Bar Soap and People Pleasing

“We can all agree that people who use bar soap in the shower are psychopaths, right?” I asked my friends Jenna and Terrence.

After getting showered and ready for the day, these were the first words out of my mouth when I sat down at the breakfast table while on vacation last year with a few other families. I have never had a strong opinion on body wash versus bar soap. However, when I sat down at the table, nobody was talking, and I felt the need to fill the two seconds of silence thanks to my social anxiety. 

“I use bar soap in the shower,” Terrence said, staring at me with contempt aimed at making me uncomfortable. 

I should have seen it coming. I should have known not to talk about anything related to the shower in public. It’s where all of my previous embarrassments come out to play. Something about the warm water and the vacant shower wall prompts my brain to play a highlight reel of all the things I have done to embarrass myself, like every time I have introduced myself to someone I have already met, for example.

Of course, I did my best to walk back my question by asking thoughtful questions about the merits of using bar soap. It didn’t matter that I was talking to an old friend who knew my proclivity for being awkward.

After a few months of beating myself up mentally in the shower, every time I squeezed the blue gel from my oversized Old Spice body wash bottle into my hand for saying what I said, we were invited for dinner at Jenna and Terrence’s home. When we arrived, Terrence handed me a small gift bag. Inside was a bar of soap from Baxter of California

I have been using bar soap every morning since May 28, 2023. 

Hi, I’m Tim, and I am a people-pleaser. 

Let’s get on the same page with what that means:

“The people pleaser needs to please others for reasons that may include fear of rejection, insecurities, the need to be well-liked. If he stops pleasing others, he thinks everyone will abandon him; he will be uncared for and unloved. Or he may fear failure; if he stops pleasing others, he will disappoint them, which he thinks will lead to punishment or negative consequences.”

Psychology Today

Reading that description feels like a punch in the right testicle because if you change the “he’s” with Tim, it reads like a summary of my personality. However, I take exception to the underlying negative tone.

It’s easy for the world’s non-people-pleasers to speak about us as though we are doormats who need to stand up for ourselves, learn to say ‘no,’ and set clear boundaries. They assume everything about the people-pleasers way is wrong.

--- Data shown ---
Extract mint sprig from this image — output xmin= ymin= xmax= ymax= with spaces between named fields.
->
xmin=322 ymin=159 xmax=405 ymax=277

--- Task instructions ---
Pick up the essay on bar soap and people pleasing right after its last sentence and keep it going.

--- Task answer ---
Synchronicity (see: Carl Jung) popped up as I began working on this piece when a friend posted a meme regarding people pleasing on her Instagram story. I sent her a message asking her why I should stop being a people pleaser. I am simplifying the way I asked the question for brevity. 

This is what it looks like when my social anxiety takes the wheel as I attempt to ask a simple question: 

I am a neurotic mess.

“I think people pleasing becomes dangerous when you lose yourself. There’s an aspect of being able to be supportive and accommodating to the people around you, but when it goes too far, I feel like people lose themselves. Like if I am doing something only because I know it’ll make other people happy but it actually makes me uncomfortable or upset, then I feel like I’m doing more mental and psychological damage to myself than I would just saying no.”

It’s hard to believe I could get such an insightful response from a rambling question. Still, I have always been good at surrounding myself with intelligent people.

Her words have been playing on a loop in my brain since I read them.

I can trace many things I love in this life back to a moment someone could classify as people-pleasing. 

One afternoon recently, after I did something my wife would classify as people-pleasing, I stopped her and said, “I don’t think you understand that almost everything I do in my life is for you.”

She explained how ridiculous that concept is, but I don’t think she, or anyone else for that matter, can understand how happy it makes me to make other people happy. It doesn’t matter if it is through a grandiose gesture or even something mundane, like holding doors

When we started living together, she still loved Gray’s Anatomy. Me? Not so much, until I realized I didn’t like leaving the room when she would turn it on. So, I started it from the beginning and was hooked after two episodes. We watched it for as long as we could tolerate—probably too long. 

If I hadn’t liked it, I would have watched it all the same because my person (IYKYK, Gray’s Anatomy fans) was happy to have me join her in watching something that made her happy, which, in turn, made me happy. The fact that I liked it was a bonus. 

In college, I had a roommate who was (still is) obsessed with the Minnesota Twins. I learned of his obsession while watching the Twins lose to the New York Yankees in the ALDS in 2004. 

I played baseball as a kid and liked watching a game occasionally. Still, I never described myself as a “baseball fan.” Desperate to make a friend out of a roommate, I listened intently as he broke down the games between obscenities being hurled at Derek Jeter and Alex Rodriguez. This led to late-night tutorials about pitching mechanics, swing mechanics, and manager strategies I pretended to be interested in.

Fast-forward to me refreshing the ESPN website repeatedly in my room the following winter to see what moves the Twins would make during free agency. 

One could argue that becoming a Twins fan in 2004 is a perfect demonstration of people-pleasing causing me to be uncomfortable and upset as it was the infancy of what would become a historical post-season losing streak to the Yankees. However, I used their excessive losing to my advantage by using it against the person who got me into this mess by reminding him incessantly about every failure, no matter how small, which also fills me with joy.

I could go on with examples like those mentioned above. So many things in my life make me happy that I could have missed out on if I had given in to my initial instinct to say ‘no.’ 

I allowed the analytical side of my brain to understand what people-pleasing is, and I placed myself in a box I didn’t fit.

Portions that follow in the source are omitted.